→ Domande:
(a) Nel brano su Andrea, per quanti anni è stato alla presidenza della Casagit?
(b) Trascrivi senza modifiche il brano su Andrea, a partire da "Aveva 75 anni, era" e fino a "ultimo appuntamento politico.".
(c) Prosegui il brano su Andrea dopo l'ultima frase riportata.

→ Brano:
Aveva 75 anni, era nato a Pescara, era sempre vissuto a Milano, aveva lavorato a Capital, alla Stampa, all’Ansa, a Italia Oggi, dal primo giorno, tra gli scatoloni e i disservizi propri di ogni inizio, con impareggiabile calma, come lo ricorda chi era con lui in quei momenti. Da Italia Oggi era passato alla Mondadori ed era stato eletto nel comitato di redazione. Intanto erano venuti i tempi del sindacato, della Federazione, della Casagit (alla presidenza per otto anni), infine dell’Ordine. Il consiglio nazionale aveva rappresentato il suo ultimo appuntamento politico.
Si era poco alla volta distaccato da quell’impegno, forse per stanchezza dopo tanti anni di attività, forse per ovvi “limiti d’età” (sperava così di lasciar spazio ai giovani), anche per qualche motivo di critica nei confronti della sua “componente” storica, che era stata Autonomia e Solidarietà, poi Rinnovamento, infine era diventata Nuova Informazione. Motivi di critica, “ma – disse lui – non voleva far polemiche con gli amici”. Andrea sentiva forte il valore dell’amicizia, il senso della condivisione: anche per noi giornalisti c’erano sempre la necessità e l’occasione di una battaglia solidale, insieme con i “compagni”, come quelli della nostra generazione avevano imparato a definirsi. So per certo che non ci aveva mai persi di vista.

[Voci dei dati archiviati]

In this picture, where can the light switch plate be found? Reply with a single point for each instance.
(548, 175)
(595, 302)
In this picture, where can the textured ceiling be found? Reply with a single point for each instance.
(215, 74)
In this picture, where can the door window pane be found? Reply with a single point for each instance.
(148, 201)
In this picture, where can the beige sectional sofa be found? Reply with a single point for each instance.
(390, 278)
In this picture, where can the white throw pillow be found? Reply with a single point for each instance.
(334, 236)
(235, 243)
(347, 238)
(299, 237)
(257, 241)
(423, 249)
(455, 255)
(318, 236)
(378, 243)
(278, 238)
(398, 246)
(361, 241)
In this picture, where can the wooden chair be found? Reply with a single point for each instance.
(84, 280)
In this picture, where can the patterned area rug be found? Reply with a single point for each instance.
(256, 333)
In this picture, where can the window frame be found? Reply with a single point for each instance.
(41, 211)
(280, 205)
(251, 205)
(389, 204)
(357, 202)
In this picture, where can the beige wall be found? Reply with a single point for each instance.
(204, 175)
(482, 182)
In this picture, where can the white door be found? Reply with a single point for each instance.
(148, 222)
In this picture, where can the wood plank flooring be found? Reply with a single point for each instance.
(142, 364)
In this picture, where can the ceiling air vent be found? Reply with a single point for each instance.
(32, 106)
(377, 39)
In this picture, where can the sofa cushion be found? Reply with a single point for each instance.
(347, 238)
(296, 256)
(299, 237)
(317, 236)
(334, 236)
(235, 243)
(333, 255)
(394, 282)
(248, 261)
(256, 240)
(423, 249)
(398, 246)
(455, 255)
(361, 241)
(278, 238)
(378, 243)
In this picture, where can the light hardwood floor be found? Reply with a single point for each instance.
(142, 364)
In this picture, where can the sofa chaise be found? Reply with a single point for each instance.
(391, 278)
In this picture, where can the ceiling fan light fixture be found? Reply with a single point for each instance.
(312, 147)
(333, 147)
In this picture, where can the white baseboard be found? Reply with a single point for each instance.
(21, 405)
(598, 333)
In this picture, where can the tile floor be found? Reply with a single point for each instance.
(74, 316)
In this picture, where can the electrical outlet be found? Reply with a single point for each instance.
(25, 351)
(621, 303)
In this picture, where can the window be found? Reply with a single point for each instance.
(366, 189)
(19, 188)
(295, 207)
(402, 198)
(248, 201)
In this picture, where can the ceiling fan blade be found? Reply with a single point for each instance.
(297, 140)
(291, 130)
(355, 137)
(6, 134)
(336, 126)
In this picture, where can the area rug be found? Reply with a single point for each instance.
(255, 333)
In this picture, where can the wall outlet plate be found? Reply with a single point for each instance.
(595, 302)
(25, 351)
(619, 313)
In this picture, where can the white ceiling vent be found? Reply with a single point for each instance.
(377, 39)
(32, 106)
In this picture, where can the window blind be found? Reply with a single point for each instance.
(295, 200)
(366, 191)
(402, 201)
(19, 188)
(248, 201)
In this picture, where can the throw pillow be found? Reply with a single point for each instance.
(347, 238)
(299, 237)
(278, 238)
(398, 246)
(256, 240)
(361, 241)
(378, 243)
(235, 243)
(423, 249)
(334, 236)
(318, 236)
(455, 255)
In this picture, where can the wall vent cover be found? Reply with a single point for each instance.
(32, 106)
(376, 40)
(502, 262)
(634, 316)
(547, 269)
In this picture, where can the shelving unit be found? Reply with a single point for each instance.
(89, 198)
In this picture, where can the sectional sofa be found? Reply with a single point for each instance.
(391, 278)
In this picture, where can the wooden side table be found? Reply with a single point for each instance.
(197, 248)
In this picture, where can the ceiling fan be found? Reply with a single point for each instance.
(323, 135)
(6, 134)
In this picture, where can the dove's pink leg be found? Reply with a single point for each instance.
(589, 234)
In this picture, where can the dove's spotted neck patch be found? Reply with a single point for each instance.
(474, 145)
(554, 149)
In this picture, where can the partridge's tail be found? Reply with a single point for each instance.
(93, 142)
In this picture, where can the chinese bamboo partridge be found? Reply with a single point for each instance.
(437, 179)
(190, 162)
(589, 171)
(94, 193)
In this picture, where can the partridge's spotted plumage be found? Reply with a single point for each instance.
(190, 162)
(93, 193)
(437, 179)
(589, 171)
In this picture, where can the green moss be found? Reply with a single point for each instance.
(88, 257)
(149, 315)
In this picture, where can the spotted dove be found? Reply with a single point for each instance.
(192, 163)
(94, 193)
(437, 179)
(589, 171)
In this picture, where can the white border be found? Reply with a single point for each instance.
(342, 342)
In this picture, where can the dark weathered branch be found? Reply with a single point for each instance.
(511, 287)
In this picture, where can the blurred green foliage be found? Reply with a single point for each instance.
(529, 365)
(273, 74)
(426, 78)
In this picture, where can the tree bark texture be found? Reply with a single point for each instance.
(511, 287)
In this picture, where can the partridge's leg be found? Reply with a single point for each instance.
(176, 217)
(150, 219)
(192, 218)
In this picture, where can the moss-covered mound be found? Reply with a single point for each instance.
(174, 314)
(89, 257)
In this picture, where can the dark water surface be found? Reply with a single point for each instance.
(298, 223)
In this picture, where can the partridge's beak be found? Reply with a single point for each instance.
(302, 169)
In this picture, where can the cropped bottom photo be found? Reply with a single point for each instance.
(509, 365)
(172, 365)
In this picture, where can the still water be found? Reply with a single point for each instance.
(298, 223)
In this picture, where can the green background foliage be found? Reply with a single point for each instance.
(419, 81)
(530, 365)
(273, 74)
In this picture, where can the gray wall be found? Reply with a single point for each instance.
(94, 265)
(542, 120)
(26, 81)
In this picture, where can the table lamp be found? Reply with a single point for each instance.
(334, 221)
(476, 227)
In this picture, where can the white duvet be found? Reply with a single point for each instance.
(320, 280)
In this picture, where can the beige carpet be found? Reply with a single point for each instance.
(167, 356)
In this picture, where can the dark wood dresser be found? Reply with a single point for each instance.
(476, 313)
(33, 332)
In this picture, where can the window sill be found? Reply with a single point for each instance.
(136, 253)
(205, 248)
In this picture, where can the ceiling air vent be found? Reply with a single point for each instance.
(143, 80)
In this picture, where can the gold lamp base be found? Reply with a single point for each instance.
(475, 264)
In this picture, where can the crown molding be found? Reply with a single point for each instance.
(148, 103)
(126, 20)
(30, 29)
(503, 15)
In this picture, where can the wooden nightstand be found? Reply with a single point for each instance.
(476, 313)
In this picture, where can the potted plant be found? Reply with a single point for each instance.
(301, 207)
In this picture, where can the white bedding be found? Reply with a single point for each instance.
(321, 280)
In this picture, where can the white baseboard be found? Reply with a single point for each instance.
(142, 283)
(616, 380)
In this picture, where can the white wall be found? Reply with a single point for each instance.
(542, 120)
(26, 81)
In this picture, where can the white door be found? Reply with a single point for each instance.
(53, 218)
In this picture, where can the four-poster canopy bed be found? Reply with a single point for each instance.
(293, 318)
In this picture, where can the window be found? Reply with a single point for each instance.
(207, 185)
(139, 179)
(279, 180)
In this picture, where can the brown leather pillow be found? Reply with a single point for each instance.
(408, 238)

→ Risposte per numero:
(a) Per otto anni.

(b)
Aveva 75 anni, era nato a Pescara, era sempre vissuto a Milano, aveva lavorato a Capital, alla Stampa, all’Ansa, a Italia Oggi, dal primo giorno, tra gli scatoloni e i disservizi propri di ogni inizio, con impareggiabile calma, come lo ricorda chi era con lui in quei momenti. Da Italia Oggi era passato alla Mondadori ed era stato eletto nel comitato di redazione. Intanto erano venuti i tempi del sindacato, della Federazione, della Casagit (alla presidenza per otto anni), infine dell’Ordine. Il consiglio nazionale aveva rappresentato il suo ultimo appuntamento politico.

(c)
Lo ricordo all’epoca di una campagna elettorale per il rinnovo dei consigli dell’Ordine. Ci si trovava in casa di qualcuno o ai tavoli di un bar (voleva pagare sempre lui e questo mi imbarazzava assai). I soliti colleghi, una pattuglia. Sempre elegante, sempre gentile, sorridente. Non rinunciava al sigaro, mezzo spento. Raccontava di una sua vacanza in terre lontane, del mare, della barca a vela. Poi si cominciava a discutere di riforme con una incrollabile fiducia nei programmi. A quel punto si doveva inevitabilmente toccare l’argomento delle liste e delle alleanze, inevitabile in una realtà come quella di Milano: tanti iscritti, tanti voti, tante ambizioni. Era coerente con le sue e nostre idee, ma aveva il pregio di una cultura politica che insegnava la strada della mediazione. Molto ingenuo come ero, non volevo sentir parlare di componenti, non accettavo che dalle nostre parte i giornalisti si dividessero in otto nove gruppi ostili, predicavo sempre l’unità, capivo poco. Lo ascoltavo con grande rispetto, sapevo della sua lunga militanza, ammiravo il suo modo di argomentare, mi ha insegnato molto.”